ANALYSIS – Research from Cambridge University has changed assumptions about Salmonella and how it infects human cells, writes Jackie Linden. From July, the EU will reopen to imports of frozen uncooked chicken from Thailand, the first shipments since 2004, when highly pathogenic avian influenza (HPAI) bird flu was first detected in the country. Chicken processing plants there are said to be able to export 50,000 metric tons of uncooked chicken meat to the EU in the second half of 2012. New outbreaks of H5N1 bird flu have been reported in China and Bhutan.
Researchers at Cambridge University have shed new light on Salmonella, a common food poisoning bug. Using real-time video microscopy, coupled with mathematical modelling, they have changed assumptions about Salmonella and how it infects human cells.
Dr Bryant, from the University of Cambridge, said: "Understanding how these bacteria invade, survive, proliferate and kill vital macrophage cells provides a wealth of knowledge to help improve our health. For the first time, we have been able to calculate the rate at which Salmonella can infect macrophages and we have also seen evidence of dual infection and reinfection of a single cell."
Their research found that many incorrect assumptions had been made about Salmonella infection, particularly that macrophages are highly susceptible to infection. Their data showed that infection occurrences after initial contact between a bacterium and macrophage were low. The probability of that bacterium infecting the cell is less than five per cent. However, they also showed that an infected macrophage can be reinfected by a second bacterium. The concept of reinfection by Salmonella had not been considered before and this previously overlooked mechanism may make an important contribution to total bacterial numbers in infection studies.
The study also highlighted the fact that some cells are far more susceptible to infection than others. Rather than grouping all macrophages together in terms of their susceptibility to infection, the research shows that there is a spectrum of susceptibility.
Thai chicken exports to the EU are to go ahead from July. On 3 April, Thailand’s Agricultural Affairs Office in Belgium notified its Minister of Agriculture that the EU’s Standing Committee on the Food Chain and Animal Health reached a consensus to reopen the imports of Thai frozen uncooked chicken, beginning on 1 July 2012. Thailand’s uncooked chicken has been banned since 23 January 2004 when an outbreak of highly pathogenic avian influenza (HPAI) bird flu was detected.
━━━━━━━━━━━━━━━━━━━━
EXERCISE REQUIREMENTS:
a) In the Salmonella and poultry news piece, why could the finding that an infected macrophage can be reinfected matter? Answer in one to three sentences.
b) Take the Salmonella and poultry news piece further, starting after its last sentence.
The listing after this point comes from a separate source.
━━━━━━━━━━━━━━━━━━━━
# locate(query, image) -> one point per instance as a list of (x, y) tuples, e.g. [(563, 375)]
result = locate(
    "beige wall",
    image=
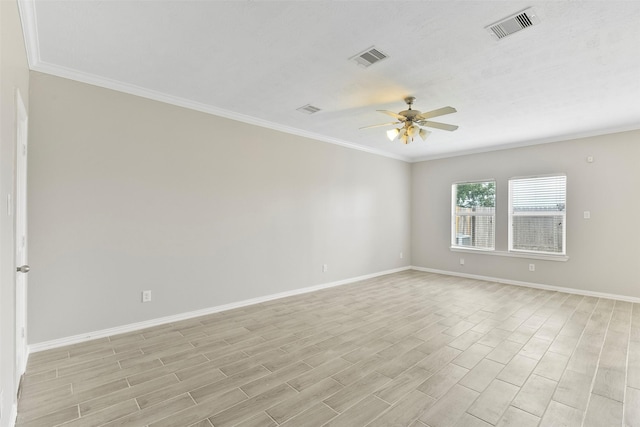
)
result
[(603, 251), (14, 74), (128, 194)]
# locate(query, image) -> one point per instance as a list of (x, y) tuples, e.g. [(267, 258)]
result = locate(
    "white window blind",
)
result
[(537, 214), (473, 215)]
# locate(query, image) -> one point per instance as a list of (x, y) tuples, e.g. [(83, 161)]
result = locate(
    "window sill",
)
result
[(561, 258)]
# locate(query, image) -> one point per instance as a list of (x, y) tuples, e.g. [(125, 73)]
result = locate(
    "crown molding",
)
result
[(528, 143), (27, 10)]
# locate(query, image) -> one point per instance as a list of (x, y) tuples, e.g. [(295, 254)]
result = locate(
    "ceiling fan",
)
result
[(412, 120)]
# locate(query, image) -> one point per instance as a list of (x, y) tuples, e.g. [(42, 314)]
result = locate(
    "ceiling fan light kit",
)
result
[(412, 122)]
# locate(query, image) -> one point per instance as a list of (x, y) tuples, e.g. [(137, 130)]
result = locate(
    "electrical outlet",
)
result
[(146, 296)]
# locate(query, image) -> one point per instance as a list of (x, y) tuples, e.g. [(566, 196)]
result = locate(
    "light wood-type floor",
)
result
[(407, 349)]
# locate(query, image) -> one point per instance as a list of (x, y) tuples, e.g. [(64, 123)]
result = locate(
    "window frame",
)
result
[(562, 213), (454, 214)]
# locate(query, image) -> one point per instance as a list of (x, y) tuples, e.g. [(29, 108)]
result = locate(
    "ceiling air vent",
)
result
[(369, 57), (308, 109), (513, 24)]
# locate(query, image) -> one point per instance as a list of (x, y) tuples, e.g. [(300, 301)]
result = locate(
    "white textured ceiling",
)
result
[(577, 73)]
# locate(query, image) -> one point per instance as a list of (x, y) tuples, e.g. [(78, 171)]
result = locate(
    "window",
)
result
[(473, 215), (537, 214)]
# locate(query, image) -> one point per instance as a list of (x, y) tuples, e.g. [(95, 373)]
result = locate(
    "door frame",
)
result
[(20, 237)]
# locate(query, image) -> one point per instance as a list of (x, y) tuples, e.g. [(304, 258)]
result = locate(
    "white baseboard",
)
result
[(48, 345), (531, 285)]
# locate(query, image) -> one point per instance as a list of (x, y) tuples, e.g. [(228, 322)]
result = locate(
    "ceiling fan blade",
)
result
[(435, 113), (424, 134), (438, 125), (383, 124), (392, 114)]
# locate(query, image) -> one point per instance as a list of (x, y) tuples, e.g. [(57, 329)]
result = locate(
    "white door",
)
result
[(21, 237)]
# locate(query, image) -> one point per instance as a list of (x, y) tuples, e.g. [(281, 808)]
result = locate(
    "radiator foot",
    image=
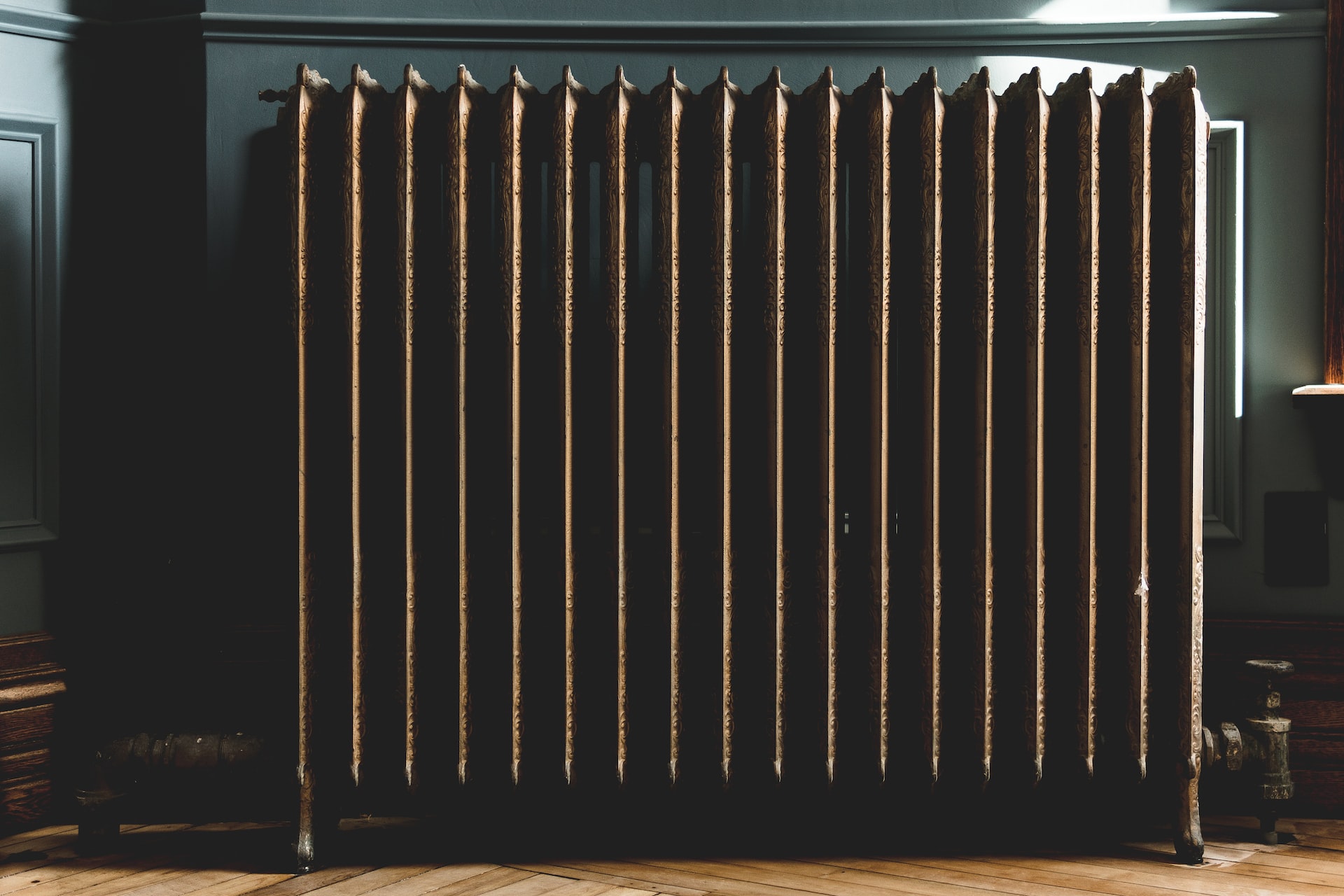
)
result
[(1190, 839)]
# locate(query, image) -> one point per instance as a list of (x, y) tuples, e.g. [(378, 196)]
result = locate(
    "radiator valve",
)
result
[(1259, 743)]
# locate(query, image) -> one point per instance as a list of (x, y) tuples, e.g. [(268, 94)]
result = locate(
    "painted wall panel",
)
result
[(18, 382)]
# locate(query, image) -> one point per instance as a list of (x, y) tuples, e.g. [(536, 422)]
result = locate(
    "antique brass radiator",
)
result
[(748, 438)]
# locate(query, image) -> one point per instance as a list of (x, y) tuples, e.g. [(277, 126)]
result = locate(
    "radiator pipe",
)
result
[(1259, 743)]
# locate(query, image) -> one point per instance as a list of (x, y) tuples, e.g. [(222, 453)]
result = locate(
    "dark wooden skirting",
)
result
[(31, 687), (1313, 697)]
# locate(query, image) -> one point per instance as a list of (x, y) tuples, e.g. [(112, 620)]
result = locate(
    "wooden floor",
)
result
[(226, 860)]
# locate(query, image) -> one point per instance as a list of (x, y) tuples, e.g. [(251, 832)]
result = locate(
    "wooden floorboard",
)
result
[(226, 860)]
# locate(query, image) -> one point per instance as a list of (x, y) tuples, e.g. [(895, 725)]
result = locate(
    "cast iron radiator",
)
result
[(721, 437)]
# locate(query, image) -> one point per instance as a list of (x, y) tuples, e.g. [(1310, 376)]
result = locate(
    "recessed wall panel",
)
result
[(18, 382)]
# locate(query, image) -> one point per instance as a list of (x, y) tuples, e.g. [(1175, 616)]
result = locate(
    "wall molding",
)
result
[(46, 311), (859, 34), (43, 23), (979, 33)]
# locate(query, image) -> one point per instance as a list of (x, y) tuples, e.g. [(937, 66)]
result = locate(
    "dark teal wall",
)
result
[(175, 394), (1273, 83)]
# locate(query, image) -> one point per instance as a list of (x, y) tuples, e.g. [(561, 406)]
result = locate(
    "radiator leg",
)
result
[(1190, 840)]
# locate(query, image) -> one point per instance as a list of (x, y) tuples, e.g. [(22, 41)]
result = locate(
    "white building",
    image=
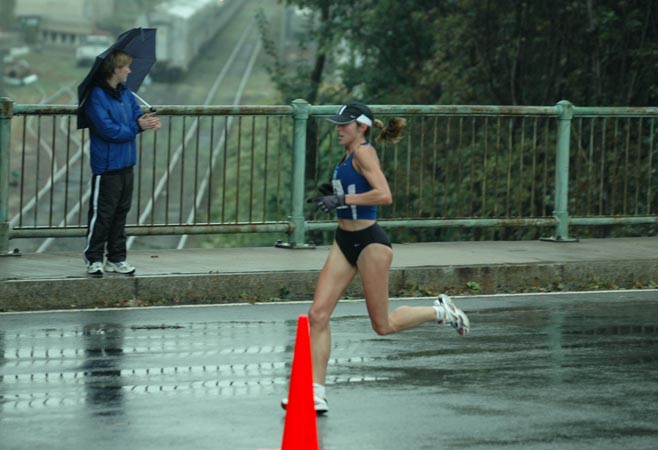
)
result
[(63, 23)]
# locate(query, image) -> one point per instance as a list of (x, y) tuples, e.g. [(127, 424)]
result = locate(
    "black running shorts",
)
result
[(352, 243)]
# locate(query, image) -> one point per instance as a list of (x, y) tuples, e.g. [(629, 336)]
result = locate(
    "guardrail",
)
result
[(249, 169)]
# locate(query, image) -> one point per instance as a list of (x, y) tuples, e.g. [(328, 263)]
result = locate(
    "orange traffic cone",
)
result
[(300, 431)]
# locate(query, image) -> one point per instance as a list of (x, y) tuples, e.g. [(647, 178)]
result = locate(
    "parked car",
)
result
[(90, 47)]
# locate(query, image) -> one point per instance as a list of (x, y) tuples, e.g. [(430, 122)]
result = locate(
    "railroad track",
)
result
[(59, 195)]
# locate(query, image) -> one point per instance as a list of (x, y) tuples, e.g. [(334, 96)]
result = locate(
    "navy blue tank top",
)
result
[(346, 180)]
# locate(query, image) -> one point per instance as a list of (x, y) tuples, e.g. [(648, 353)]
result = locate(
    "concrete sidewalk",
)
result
[(193, 276)]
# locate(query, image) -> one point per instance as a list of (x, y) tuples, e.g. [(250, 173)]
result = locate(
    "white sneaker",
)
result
[(453, 316), (320, 399), (95, 268), (120, 267)]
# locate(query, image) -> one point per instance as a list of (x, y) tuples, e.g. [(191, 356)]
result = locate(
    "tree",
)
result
[(592, 52)]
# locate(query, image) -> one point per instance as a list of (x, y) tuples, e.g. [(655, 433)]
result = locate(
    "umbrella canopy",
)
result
[(138, 43)]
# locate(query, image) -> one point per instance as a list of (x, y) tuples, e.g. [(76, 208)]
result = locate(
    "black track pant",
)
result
[(111, 196)]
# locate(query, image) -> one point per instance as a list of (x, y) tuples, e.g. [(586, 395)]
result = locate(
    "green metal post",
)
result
[(561, 213), (301, 113), (6, 113)]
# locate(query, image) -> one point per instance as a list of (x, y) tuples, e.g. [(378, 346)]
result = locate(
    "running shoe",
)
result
[(454, 316), (120, 267), (321, 403), (95, 268)]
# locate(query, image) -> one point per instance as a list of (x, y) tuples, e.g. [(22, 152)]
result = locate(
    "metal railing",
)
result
[(249, 169)]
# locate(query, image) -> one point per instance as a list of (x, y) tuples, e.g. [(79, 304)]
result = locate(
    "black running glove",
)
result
[(329, 202)]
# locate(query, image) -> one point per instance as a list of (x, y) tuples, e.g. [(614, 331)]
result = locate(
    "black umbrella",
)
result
[(138, 43)]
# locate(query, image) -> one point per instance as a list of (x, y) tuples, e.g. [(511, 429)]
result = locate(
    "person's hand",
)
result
[(326, 189), (149, 121), (327, 203)]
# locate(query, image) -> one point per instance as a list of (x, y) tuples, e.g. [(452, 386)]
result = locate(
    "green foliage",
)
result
[(502, 52)]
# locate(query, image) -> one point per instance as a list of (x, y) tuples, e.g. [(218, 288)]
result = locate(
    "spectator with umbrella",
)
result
[(108, 106)]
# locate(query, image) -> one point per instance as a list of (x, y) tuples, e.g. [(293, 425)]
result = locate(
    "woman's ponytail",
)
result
[(392, 132)]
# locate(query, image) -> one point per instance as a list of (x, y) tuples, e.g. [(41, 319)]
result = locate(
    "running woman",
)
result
[(361, 245)]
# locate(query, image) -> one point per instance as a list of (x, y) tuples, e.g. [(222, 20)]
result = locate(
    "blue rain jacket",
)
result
[(113, 115)]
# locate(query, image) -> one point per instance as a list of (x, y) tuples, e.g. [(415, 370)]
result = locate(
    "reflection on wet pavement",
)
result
[(536, 372)]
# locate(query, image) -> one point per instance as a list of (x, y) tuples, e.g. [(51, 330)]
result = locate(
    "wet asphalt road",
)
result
[(567, 371)]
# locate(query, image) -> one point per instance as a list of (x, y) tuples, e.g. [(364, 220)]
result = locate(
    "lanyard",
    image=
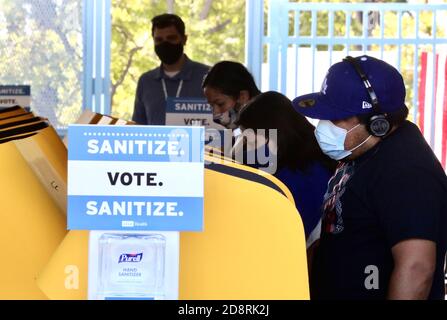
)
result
[(179, 89)]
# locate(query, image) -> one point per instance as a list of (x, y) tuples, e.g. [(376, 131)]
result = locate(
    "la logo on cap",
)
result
[(324, 86), (366, 105)]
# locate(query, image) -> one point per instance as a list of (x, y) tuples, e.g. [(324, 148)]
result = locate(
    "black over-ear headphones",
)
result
[(377, 124)]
━━━━━━━━━━━━━━━━━━━━
ANSWER SET:
a) Reinfection by Salmonella had not been considered before. This overlooked mechanism may make an important contribution to total bacterial numbers in infection studies.

b)
Trade sources reported that the EU directives on the decision should complete the required legislative process by early May. The EU allocates Thailand a quota of 92,610 metric tons of its total quota of 264,245 metric tons for uncooked salted poultry meat. The in-quota tariff rate is 15.4 per cent while the out-of-quota rate will be €1,300 per ton.
A few large export-orientated chicken processing plants have indicated that Thailand would be able to export 50,000 metric tons of uncooked chicken meat to the EU in the second half of 2012.
More samples have been tested in Dubai in order to improve biosecurity further in the country. As part of raising biosecurity and safety from biological risks in the Emirate of Dubai, many more samples have been tested the Veterinary Services Section of Dubai Municipality (DM) has completed the examination of approximately 26,232 samples received during the first quarter of this year from various farms – an increase of 30 per cent from last year.
The head of veterinary services, said the section works in line with the strategic plan and strategic objective of the Emirate of Dubai in order to raise the biosecurity and ensure the safety from biological risks arising from diseases that affect animals and birds as well as common diseases among humans and animals.
In the UK, the Food Standards Agency is launching enhanced molecular-based surveillance and source attribution of Campylobacter infections in the UK.
Turning to bird flu news, new outbreaks of H5N1 have been reported in the last week in China and Bhutan. In Bangladesh, almost two-thirds of poultry farms have been closed down over the last two years due to highly pathogenic avian flu.